À FAIRE:
a: D'après l'extrait sur le revenu d'existence, répondez aux questions ci-dessous en numérotant vos réponses de la même façon.
(i) Depuis quelle année le RSA existe-t-il ?
(ii) Quelle part des bénéficiaires potentiels du RSA activité ne le demandent pas ?
(iii) Quelle contrepartie indirecte la mise en place d'un revenu d'existence entraînerait-elle pour l'État et les collectivités territoriales ?
b: Recopiez à l'identique, s'il vous plaît, le passage de l'extrait sur le revenu d'existence qui va de « Dans un contexte » jusqu'à « de vêtements etc..). ».

EXTRAIT DE PAGE:
++++++++++
Force est pourtant de constater qu’en France nombre de prestations découplant travail et revenu existent déjà : bourses étudiantes, pensions de retraite, allocations sociales… Et depuis 2007 existe le RSA (revenu de solidarité active) qui a succédé au RMI (revenu minimum d’insertion). Cette prestation sociale d’un montant de 535 euros constitue de facto pour les plus pauvres un revenu de base. Seulement, son mode de distribution est complexe. Du coup, près des deux tiers des bénéficiaires potentiels du RSA activité (le RSA pour ceux qui travaillent à temps partiel) ne le demandent pas.
Dans un contexte mondial de surpopulation, en pleine mutation technologique et climatique détruisant à court terme des millions d’emplois, la vraie question est de savoir si, à moyen terme, il y aura du travail pour chacun. Dans la négative le travail perdrait son rôle social majeur au profit de notions telles que la participation, l’adhésion à un collectif (ex : en contrepartie d’un revenu d’existence et sans emploi, donner quelques heures de bénévolat quel que soit le domaine: aide à nos aînés en EHPAD ou à domicile, accompagnement scolaire, aide au déplacement, collecte et distribution d’aliments, de vêtements etc..).
Une contrepartie indirecte à la simplification que représente la mise en place d’un revenu d’existence (attribution automatique sans démarches, suppression des autres aides sociales) serait des coûts de gestion réduits pour l’Etat et les collectivités territoriales donc des économies budgétaires conséquentes pouvant être orientées vers le financement de ce revenu d’existence.
Quel montant ?
++++++++++
ENTRÉES EXTRAITES:
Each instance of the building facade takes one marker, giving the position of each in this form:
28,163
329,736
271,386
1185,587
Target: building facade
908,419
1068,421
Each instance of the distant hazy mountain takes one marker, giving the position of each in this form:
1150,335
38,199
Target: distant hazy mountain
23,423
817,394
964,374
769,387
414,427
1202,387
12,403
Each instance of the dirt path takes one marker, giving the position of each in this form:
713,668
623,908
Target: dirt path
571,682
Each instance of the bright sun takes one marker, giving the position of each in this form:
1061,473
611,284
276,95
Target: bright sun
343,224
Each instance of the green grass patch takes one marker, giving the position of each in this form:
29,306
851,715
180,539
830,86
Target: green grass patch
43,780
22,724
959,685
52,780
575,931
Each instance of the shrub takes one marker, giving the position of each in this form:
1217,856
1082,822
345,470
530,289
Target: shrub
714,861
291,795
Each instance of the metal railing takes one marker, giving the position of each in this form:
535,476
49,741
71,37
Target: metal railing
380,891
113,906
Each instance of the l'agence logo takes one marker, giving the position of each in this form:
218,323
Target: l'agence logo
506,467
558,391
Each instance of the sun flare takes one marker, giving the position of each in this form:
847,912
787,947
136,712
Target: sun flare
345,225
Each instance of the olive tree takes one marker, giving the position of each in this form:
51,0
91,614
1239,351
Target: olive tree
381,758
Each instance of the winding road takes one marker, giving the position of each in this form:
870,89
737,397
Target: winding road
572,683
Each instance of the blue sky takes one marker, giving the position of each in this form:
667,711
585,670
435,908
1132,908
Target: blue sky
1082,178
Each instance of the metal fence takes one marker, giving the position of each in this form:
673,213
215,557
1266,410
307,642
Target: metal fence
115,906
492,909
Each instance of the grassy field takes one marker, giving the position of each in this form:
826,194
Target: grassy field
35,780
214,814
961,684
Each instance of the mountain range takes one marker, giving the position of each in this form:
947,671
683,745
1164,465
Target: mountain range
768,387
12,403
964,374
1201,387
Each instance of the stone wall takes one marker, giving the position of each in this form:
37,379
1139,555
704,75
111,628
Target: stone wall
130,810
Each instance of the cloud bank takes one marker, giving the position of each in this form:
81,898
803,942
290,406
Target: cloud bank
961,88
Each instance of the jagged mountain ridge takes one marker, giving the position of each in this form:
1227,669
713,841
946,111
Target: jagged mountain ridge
++++++++++
RÉPONSES PAR TÂCHE:
a:
(i) Depuis 2007.
(ii) Près des deux tiers.
(iii) Des coûts de gestion réduits, donc des économies budgétaires conséquentes.

b:
Dans un contexte mondial de surpopulation, en pleine mutation technologique et climatique détruisant à court terme des millions d’emplois, la vraie question est de savoir si, à moyen terme, il y aura du travail pour chacun. Dans la négative le travail perdrait son rôle social majeur au profit de notions telles que la participation, l’adhésion à un collectif (ex : en contrepartie d’un revenu d’existence et sans emploi, donner quelques heures de bénévolat quel que soit le domaine: aide à nos aînés en EHPAD ou à domicile, accompagnement scolaire, aide au déplacement, collecte et distribution d’aliments, de vêtements etc..).